Document excerpt: Begin

Renrui Human Resources Technology Holdings Ltd. (6919:HKG), a staffing firm based in Chengdu, China, announced Friday that it expects revenue for the year ended 31 December 2022 to be down from last year, and the company plans to report a loss amid China’s efforts to fight Covid-19.

Renrui expects 2022 revenue to be down between 19.8% and 28.3% year over year to between RMB 3,400 million (USD 490.9 million) and RMB 3,800 million (USD 548.7 million), according to preliminary numbers.

The company also expects a loss attributable to equity holders of between RMB 5.0 million (USD 721,910) and RMB 13.0 million (USD 1.9 million) for 2022. That compares to profit attributable to equity holders of the company in 2021 of approximately RMB 102 million (USD 16.0 million).

Document excerpt: End
Data section: Begin

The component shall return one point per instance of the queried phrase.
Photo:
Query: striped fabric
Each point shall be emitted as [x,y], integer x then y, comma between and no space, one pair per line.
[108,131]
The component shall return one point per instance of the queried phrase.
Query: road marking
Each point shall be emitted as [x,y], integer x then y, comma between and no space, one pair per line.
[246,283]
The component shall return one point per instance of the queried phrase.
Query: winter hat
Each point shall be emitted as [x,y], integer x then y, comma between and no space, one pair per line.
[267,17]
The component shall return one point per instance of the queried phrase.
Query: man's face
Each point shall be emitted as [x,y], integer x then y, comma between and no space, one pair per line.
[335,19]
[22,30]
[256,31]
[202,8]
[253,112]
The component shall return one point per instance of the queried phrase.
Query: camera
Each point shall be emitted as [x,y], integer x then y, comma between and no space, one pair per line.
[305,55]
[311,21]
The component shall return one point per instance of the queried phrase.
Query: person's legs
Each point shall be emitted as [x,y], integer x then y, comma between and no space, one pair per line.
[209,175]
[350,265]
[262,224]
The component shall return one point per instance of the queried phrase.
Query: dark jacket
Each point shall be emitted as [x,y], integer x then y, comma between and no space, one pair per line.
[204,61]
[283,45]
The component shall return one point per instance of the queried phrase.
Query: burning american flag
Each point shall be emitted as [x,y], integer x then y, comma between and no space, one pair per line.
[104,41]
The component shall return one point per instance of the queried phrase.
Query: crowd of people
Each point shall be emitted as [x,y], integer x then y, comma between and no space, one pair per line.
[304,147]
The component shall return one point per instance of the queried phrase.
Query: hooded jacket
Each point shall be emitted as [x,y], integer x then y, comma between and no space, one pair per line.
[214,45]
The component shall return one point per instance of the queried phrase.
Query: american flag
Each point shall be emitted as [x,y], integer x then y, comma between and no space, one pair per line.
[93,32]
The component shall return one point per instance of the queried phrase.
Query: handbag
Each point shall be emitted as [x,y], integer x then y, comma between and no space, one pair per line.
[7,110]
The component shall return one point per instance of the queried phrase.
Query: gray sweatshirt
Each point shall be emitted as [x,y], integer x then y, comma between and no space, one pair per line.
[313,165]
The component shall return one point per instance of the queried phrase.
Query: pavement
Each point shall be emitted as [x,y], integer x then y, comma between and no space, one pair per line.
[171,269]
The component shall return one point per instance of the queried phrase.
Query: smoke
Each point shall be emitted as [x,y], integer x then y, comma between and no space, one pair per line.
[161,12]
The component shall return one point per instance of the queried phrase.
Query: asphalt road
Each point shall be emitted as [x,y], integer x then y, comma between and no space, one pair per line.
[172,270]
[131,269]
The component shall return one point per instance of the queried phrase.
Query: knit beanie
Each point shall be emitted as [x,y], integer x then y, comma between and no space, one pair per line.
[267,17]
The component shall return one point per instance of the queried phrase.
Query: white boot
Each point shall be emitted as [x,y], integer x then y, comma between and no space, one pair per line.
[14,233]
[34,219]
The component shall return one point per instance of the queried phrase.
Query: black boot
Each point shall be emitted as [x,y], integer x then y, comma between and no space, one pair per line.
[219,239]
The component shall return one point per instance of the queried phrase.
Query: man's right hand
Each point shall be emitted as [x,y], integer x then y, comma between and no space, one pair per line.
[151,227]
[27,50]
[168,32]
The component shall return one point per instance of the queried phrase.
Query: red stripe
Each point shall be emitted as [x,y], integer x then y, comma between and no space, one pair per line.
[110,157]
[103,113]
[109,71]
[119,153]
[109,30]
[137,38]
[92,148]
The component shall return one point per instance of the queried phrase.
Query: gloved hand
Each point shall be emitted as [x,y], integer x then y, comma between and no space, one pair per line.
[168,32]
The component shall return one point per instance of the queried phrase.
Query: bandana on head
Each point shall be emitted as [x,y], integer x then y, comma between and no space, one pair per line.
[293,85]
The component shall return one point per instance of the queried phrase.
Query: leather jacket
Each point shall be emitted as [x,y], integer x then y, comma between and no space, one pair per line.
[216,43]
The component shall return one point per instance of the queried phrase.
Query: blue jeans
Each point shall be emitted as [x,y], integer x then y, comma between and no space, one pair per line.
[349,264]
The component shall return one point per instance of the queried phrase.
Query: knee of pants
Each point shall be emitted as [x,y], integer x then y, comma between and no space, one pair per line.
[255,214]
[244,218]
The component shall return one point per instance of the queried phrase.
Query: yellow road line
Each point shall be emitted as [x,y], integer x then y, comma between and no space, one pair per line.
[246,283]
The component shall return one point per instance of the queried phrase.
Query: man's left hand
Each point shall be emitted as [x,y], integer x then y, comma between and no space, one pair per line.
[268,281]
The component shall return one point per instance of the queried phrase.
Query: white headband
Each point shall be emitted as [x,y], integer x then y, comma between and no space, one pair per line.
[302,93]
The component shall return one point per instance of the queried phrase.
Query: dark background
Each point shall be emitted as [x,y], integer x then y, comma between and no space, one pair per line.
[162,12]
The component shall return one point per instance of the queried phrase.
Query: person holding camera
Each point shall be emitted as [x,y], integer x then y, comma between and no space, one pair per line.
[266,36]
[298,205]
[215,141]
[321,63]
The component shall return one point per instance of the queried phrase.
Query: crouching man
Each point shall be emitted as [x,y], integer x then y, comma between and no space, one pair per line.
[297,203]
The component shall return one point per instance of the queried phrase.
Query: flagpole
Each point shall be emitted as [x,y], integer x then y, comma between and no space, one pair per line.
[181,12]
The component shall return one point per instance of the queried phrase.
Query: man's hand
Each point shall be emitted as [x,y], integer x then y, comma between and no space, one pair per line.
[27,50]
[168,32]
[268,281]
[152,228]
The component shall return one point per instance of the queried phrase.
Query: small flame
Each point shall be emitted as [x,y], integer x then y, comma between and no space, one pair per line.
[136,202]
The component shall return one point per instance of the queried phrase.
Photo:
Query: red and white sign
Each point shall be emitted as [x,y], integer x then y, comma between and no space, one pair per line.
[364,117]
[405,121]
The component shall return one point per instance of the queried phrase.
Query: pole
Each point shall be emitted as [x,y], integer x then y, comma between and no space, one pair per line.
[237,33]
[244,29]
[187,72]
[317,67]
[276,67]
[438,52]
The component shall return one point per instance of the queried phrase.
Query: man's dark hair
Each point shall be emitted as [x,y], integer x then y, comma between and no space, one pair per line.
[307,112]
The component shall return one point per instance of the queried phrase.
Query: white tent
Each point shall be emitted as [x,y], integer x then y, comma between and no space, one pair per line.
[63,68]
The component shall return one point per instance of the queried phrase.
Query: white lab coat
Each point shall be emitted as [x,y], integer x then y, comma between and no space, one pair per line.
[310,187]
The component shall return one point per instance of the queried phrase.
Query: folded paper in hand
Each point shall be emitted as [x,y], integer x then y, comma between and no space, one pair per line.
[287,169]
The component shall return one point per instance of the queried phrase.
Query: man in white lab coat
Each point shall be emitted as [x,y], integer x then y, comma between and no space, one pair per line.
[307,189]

Data section: End

_Task 1_
In the news item about Renrui's 2022 forecast, translate this sentence into Spanish: "That compares to profit attributable to equity holders of the company in 2021 of approximately RMB 102 million (USD 16.0 million)."
_Task 2_
Go on with the news item about Renrui's 2022 revenue and loss forecast, starting after its final sentence.

_Answer section 1_
Esto se compara con una ganancia atribuible a los accionistas de la empresa en 2021 de aproximadamente 102 millones de RMB (16,0 millones de USD).

_Answer section 2_
China’s measures to combat Covid-19 impacted results by causing a decline labor demand and making it more difficult for the group to serve customers. However, Renrui noted the measures have been gradually relaxed over the year.

Final annual results for the year ended 31 December 2022 are expected to be published by the end of March.

Share price and market cap

Shares in Renrui closed up 2.64% to HKD 4.27 (USD 0.55) on Monday in Hong Kong; they were 9.49% above their 52-week low, according to FT.com. The company had a market cap of HKD 651.87 million (USD 83.7 million million).